TASK DESCRIPTION: Return every line of the material exactly.

--- DATA EXTRACT ---

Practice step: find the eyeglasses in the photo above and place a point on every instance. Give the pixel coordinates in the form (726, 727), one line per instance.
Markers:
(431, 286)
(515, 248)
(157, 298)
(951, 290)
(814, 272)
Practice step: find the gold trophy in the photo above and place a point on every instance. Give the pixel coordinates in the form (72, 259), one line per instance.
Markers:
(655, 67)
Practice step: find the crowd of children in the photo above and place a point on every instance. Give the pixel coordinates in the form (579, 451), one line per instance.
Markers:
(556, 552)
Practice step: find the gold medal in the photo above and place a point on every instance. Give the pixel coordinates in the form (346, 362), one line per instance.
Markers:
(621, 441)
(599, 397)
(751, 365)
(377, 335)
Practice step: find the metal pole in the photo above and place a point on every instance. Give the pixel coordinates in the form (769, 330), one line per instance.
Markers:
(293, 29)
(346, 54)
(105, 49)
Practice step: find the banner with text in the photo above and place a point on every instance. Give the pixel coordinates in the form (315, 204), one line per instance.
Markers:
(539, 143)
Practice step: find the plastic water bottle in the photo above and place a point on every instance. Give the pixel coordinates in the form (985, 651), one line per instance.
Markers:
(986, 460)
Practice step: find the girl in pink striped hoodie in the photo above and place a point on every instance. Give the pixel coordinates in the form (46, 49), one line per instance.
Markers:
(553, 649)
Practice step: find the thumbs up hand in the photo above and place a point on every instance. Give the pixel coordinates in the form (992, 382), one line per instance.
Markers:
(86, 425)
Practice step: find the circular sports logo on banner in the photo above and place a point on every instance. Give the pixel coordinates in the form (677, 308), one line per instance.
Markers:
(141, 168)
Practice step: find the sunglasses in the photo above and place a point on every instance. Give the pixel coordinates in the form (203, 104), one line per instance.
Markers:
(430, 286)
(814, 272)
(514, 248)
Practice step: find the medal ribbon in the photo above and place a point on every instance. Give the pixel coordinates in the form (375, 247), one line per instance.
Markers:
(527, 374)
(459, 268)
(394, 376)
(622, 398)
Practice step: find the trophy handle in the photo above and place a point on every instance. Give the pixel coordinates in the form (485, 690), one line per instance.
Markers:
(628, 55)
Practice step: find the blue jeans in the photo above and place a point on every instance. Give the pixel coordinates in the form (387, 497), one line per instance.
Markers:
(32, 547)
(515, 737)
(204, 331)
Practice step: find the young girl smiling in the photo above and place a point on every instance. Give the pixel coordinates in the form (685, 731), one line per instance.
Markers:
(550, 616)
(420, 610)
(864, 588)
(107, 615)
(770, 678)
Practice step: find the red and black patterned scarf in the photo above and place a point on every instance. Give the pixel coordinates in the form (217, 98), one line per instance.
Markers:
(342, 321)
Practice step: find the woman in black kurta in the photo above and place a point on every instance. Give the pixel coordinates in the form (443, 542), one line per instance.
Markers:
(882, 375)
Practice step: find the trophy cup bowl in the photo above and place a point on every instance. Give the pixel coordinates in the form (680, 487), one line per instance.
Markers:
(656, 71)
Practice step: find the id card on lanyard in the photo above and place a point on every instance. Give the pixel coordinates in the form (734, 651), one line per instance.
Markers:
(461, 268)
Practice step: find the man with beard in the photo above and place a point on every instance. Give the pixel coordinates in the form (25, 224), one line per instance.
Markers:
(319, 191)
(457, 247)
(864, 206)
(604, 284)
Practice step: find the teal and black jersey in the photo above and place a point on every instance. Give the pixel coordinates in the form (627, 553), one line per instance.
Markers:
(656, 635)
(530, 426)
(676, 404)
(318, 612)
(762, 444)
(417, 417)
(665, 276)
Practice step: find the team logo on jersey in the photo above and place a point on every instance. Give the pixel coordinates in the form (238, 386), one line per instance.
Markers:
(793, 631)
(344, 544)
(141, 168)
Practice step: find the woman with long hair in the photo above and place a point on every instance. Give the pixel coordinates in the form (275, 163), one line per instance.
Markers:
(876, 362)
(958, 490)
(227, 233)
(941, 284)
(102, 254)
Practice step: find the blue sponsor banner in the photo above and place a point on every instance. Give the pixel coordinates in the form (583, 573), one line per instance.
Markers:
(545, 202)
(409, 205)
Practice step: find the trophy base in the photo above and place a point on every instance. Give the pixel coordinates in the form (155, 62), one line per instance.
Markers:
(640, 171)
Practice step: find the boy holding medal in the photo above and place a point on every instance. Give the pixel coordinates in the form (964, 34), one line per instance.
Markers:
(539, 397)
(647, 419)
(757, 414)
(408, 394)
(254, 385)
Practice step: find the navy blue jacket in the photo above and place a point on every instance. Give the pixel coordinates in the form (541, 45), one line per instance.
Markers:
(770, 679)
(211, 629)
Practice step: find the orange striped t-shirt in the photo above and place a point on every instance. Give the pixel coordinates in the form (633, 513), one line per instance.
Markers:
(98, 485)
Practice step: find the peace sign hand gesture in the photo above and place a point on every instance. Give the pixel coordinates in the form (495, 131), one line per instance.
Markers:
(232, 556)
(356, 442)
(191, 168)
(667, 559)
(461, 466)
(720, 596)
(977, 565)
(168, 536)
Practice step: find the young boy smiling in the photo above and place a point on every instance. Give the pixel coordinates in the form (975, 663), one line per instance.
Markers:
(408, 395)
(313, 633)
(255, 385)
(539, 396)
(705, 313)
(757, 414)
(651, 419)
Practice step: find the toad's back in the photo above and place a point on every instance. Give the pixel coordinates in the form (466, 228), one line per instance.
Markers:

---

FULL RESPONSE:
Practice step: find the eyeglasses in the photo above and place a point on every instance. Give the pixel coordinates in the form (726, 727), one line per instance.
Markers:
(431, 286)
(515, 248)
(157, 298)
(951, 290)
(814, 272)
Practice step: find the gold trophy in the photo above and place a point on every instance. Give the pixel coordinates in the form (72, 259), one line per instance.
Markers:
(655, 67)
Practice step: find the crowd of children in the photo above and place a point on every instance. Give the pixel coordinates in the form (579, 451), one line per instance.
Markers:
(556, 552)
Practice step: find the gold medal in the photo above and place a point on every instance. Give the pixel coordinates in the form (346, 362), one line per instance.
Markers:
(621, 441)
(599, 397)
(751, 365)
(377, 335)
Practice step: find the metal pole in the photo above and place a point on every instance. Give the pixel coordinates in the form (769, 330), one line per instance.
Markers:
(293, 29)
(346, 54)
(105, 49)
Practice step: find the banner with text in the photo above and place a point on every instance. Give the pixel coordinates in the form (315, 204), one line per instance.
Markers:
(539, 143)
Practice step: find the plastic water bottle in the photo above and place a point on every instance. Give the pixel coordinates in the form (985, 651), one line per instance.
Markers:
(986, 460)
Practice step: find the girl in pink striped hoodie in the photo above and place a point on every instance. Give the pixel coordinates in the form (46, 49), one line per instance.
Markers:
(553, 649)
Practice step: find the thumbs up hand in the photo above and place a point on every instance. Give the pixel coordinates in the form (992, 382), one line per instance.
Markers:
(86, 425)
Practice step: find the circular sports logo on banner in the photo above and place a point on every instance. Give the pixel coordinates in the form (677, 308), one line per instance.
Markers:
(141, 168)
Practice step: find the sunglasses in the photo above and place a point on every instance. Give the pixel coordinates in the form (203, 104), one line per instance.
Markers:
(430, 286)
(814, 272)
(514, 248)
Practice step: find the medal ribbon in the photo above and place a point on every instance. Give the pixel coordinates in the form (375, 247), one line per instance.
Markers:
(527, 374)
(459, 268)
(394, 376)
(622, 398)
Practice step: find the trophy handle in the photo above and place a point on every instance. Give the pixel coordinates in the form (485, 690), one line per instance.
Markers:
(628, 55)
Practice step: find the blue jeans in the photo above and place a point on every instance. Give the pixel coordinates in the form (387, 497), one line per instance.
Markers:
(32, 547)
(515, 737)
(204, 331)
Practice step: find the young girl smiling in the photo above and place a point on every instance. Give the pixel coordinates in the form (685, 731), one line per instance.
Markers:
(550, 616)
(420, 610)
(864, 588)
(107, 615)
(770, 678)
Practice step: find the red and black patterned scarf in the photo above and place a point on every instance. Give the pixel coordinates in the form (217, 98), one line per instance.
Markers:
(342, 321)
Practice step: find the woman in black kurta in the photo above and place a point on every instance. Give the pixel coordinates in the form (443, 542), one line per instance.
Markers:
(882, 375)
Practice step: find the trophy cup bowl in the photo above and place a point on every instance. Give the pixel coordinates in the form (680, 487), one line per instance.
Markers:
(656, 71)
Practice step: find the id card on lanyard in the photo above and place a point on every instance. Give the pixel coordinates in the form (734, 651), one line per instance.
Markers:
(461, 268)
Practice step: find the man with beard in the photo above and place a point on every instance. Give the pixel coordinates in the form (25, 224), one line per instance.
Markers:
(319, 191)
(457, 247)
(864, 206)
(604, 284)
Practice step: find the teal and black jersey in the photo above and place a point on every instance. Give the pixel coordinates in the form (627, 553), one line per instance.
Markers:
(656, 635)
(530, 426)
(676, 404)
(318, 612)
(762, 444)
(417, 417)
(665, 276)
Practice step: find the team logo on jersey in the photo above and place a point on every instance. Give the pixel coordinates in the form (238, 386), one line per instance.
Markers:
(793, 631)
(344, 544)
(141, 168)
Practice step: find the woman with long hair in the photo above and place a point on every instance. Give the pixel coordinates in the form (275, 163), one line per instance.
Markers:
(876, 362)
(958, 490)
(227, 233)
(941, 284)
(102, 254)
Practice step: find the blue sponsor banner in the photo above and place a point on every instance. Give the pixel coordinates in the form (583, 573), one line per instance.
Markers:
(545, 202)
(409, 205)
Practice step: find the trophy base in the photo above and place a point on every instance. Give the pixel coordinates in the form (155, 62), one line per instance.
Markers:
(640, 171)
Practice step: find the boy holding medal in the photo above and place a point on every instance. Give the pixel coordinates in the form (964, 34), one line per instance.
Markers:
(539, 397)
(647, 419)
(757, 414)
(408, 394)
(254, 385)
Practice step: find the navy blue jacket in the photo above and place a point on every instance. Give the pixel coordinates in the form (541, 45), one line per instance.
Markers:
(770, 679)
(211, 629)
Practice step: find the orange striped t-shirt in the photo above and place a point on every instance. Give the pixel coordinates in the form (633, 513), one line per instance.
Markers:
(98, 485)
Practice step: find the peace sign hand gesture in the photo above and place a point on every instance. Give the pixel coordinates in the form (495, 131), one line per instance.
Markers:
(232, 556)
(356, 442)
(191, 168)
(667, 559)
(461, 466)
(720, 596)
(977, 565)
(168, 536)
Practice step: find the young boy smiling in the photo above and place a point on every instance. Give the pixel coordinates in the form (975, 663), one line per instance.
Markers:
(408, 395)
(313, 633)
(255, 385)
(539, 396)
(705, 313)
(757, 414)
(651, 419)
Practice step: find the toad's back in the photo above and place a point on every instance. Give the pixel coordinates in the form (466, 228), one line per instance.
Markers:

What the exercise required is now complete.